# ABOUT THIS TASK:
Produce again, without any change, the lines running from the one with "Each instance of the blue sky" through the final line of the data below, and only those.

# Records from a dataset:

========

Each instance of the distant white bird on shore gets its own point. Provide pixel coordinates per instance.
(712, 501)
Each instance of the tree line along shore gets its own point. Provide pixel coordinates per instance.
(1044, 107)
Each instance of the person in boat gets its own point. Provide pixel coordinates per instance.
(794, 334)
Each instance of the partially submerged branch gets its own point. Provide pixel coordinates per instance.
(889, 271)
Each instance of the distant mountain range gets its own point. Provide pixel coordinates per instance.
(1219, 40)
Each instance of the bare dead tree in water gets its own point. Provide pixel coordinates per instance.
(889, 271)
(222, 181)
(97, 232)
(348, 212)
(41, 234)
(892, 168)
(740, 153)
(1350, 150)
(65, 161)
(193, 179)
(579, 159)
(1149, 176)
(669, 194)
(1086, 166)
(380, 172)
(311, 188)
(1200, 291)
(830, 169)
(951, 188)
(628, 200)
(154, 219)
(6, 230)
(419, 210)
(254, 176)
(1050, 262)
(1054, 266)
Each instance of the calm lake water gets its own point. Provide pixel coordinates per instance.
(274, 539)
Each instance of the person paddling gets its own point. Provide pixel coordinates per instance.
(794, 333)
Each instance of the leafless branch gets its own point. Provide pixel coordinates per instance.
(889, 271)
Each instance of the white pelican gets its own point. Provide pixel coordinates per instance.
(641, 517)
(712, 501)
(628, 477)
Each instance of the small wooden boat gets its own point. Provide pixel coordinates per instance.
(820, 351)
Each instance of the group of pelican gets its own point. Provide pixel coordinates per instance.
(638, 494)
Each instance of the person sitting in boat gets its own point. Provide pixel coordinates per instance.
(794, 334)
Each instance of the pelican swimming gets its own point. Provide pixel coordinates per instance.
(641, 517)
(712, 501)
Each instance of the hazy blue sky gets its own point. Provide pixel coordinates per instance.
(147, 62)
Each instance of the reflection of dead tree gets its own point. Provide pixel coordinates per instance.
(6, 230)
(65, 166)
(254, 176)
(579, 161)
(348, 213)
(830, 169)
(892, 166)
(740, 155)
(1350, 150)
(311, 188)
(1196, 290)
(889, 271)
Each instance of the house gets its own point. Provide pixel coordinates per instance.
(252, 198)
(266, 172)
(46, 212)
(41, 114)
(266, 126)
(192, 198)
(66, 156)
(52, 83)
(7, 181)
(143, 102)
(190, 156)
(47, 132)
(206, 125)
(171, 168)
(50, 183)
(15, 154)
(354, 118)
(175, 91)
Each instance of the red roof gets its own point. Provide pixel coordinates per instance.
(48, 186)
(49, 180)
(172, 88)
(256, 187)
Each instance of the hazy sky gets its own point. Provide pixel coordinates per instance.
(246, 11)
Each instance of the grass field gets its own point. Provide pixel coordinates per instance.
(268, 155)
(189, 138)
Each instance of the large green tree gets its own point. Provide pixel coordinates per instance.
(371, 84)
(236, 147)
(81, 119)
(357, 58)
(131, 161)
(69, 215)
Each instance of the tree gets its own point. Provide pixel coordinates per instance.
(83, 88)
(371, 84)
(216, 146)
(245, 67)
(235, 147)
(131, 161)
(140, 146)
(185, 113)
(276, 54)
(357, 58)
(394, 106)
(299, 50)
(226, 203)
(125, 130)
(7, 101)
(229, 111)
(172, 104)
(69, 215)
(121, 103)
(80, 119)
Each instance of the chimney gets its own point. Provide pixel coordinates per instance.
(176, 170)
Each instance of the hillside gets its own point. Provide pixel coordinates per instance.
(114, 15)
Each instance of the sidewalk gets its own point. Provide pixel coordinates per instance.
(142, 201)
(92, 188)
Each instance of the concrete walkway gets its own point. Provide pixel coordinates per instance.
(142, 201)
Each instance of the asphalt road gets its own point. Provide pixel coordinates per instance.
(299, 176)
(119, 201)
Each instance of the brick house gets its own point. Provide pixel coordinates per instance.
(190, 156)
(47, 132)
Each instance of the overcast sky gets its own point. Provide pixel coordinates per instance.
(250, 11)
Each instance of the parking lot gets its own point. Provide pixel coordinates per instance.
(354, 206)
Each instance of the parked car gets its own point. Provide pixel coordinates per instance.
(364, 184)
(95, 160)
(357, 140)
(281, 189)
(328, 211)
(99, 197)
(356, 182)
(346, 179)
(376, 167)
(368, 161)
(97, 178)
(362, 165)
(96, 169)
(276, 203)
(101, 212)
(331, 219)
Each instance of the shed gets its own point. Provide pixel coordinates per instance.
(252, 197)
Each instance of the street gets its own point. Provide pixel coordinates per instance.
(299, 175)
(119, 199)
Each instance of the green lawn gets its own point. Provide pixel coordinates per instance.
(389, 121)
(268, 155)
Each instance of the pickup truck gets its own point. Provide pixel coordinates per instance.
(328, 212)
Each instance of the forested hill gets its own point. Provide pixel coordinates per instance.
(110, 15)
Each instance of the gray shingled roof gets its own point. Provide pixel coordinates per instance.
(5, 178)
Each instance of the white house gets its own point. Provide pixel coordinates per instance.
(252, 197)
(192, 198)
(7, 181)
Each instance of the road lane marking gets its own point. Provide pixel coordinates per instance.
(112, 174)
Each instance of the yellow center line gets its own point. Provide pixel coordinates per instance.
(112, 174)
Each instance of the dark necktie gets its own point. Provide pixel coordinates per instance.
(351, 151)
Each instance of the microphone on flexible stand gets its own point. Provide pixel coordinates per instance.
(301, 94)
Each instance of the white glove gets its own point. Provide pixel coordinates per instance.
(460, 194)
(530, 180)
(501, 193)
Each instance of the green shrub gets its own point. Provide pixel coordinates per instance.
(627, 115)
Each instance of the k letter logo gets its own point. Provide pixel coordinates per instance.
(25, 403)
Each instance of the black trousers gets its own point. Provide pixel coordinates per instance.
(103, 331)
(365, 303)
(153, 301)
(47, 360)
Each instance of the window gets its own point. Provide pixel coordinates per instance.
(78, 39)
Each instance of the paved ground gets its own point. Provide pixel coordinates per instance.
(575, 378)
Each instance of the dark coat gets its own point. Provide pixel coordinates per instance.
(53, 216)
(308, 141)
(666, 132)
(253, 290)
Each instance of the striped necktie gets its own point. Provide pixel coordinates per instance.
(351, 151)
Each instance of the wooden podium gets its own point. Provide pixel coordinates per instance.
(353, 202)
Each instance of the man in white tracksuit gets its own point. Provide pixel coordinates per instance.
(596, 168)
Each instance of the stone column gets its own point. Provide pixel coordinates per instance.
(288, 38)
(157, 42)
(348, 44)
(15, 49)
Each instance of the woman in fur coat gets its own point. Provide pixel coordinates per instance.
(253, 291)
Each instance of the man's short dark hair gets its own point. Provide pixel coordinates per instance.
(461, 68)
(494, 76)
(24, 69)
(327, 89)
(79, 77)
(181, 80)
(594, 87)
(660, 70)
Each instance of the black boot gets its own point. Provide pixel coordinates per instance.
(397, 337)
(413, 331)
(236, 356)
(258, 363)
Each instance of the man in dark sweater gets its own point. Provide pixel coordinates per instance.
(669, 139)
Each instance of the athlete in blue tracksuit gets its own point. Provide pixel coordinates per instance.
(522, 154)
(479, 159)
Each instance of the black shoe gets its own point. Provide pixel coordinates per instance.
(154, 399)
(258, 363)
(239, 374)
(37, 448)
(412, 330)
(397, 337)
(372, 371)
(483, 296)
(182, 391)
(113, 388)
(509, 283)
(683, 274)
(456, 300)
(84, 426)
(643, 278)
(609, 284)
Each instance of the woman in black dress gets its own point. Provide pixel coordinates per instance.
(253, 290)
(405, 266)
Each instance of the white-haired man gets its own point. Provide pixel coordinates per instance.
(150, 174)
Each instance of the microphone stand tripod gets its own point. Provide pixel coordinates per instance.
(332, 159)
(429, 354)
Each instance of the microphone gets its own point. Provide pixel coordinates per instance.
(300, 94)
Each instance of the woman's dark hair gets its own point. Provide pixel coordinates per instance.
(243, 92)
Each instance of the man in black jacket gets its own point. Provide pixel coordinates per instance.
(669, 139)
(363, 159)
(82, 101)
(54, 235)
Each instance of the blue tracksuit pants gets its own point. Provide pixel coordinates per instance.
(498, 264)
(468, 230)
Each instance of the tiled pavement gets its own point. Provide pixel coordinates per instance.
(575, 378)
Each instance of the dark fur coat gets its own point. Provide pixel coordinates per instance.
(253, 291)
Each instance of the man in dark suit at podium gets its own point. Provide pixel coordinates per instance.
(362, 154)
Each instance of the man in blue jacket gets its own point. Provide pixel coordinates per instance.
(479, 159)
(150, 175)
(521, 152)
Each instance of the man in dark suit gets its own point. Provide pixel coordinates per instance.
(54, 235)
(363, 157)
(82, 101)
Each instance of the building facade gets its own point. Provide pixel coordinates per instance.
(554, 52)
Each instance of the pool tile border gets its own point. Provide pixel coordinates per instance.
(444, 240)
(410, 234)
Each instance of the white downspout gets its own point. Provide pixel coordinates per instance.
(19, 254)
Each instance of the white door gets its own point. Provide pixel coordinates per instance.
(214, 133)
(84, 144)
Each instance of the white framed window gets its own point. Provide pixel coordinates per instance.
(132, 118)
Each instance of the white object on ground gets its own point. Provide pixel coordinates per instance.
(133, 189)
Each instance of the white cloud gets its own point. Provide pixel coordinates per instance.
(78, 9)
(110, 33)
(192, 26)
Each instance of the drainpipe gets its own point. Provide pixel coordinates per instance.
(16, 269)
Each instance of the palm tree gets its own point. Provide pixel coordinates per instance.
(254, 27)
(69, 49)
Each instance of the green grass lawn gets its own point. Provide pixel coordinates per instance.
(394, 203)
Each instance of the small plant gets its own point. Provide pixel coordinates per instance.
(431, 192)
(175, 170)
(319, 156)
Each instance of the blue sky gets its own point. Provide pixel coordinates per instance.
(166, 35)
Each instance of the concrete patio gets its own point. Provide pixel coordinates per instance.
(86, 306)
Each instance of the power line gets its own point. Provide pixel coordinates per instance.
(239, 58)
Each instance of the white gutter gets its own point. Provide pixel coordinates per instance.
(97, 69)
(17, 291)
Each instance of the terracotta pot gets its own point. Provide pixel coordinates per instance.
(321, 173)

========

# EXERCISE RESULT:
Each instance of the blue sky gets its own point. Provide pixel coordinates per instance.
(166, 35)
Each instance of the concrete patio gets its own point. Provide pixel coordinates per instance.
(86, 306)
Each instance of the power line gets its own point. Provide pixel coordinates per instance.
(239, 58)
Each instance of the white gutter gets its own point. Provide pixel coordinates per instance.
(97, 69)
(17, 291)
Each instance of the terracotta pot gets its own point. Provide pixel coordinates per instance.
(321, 173)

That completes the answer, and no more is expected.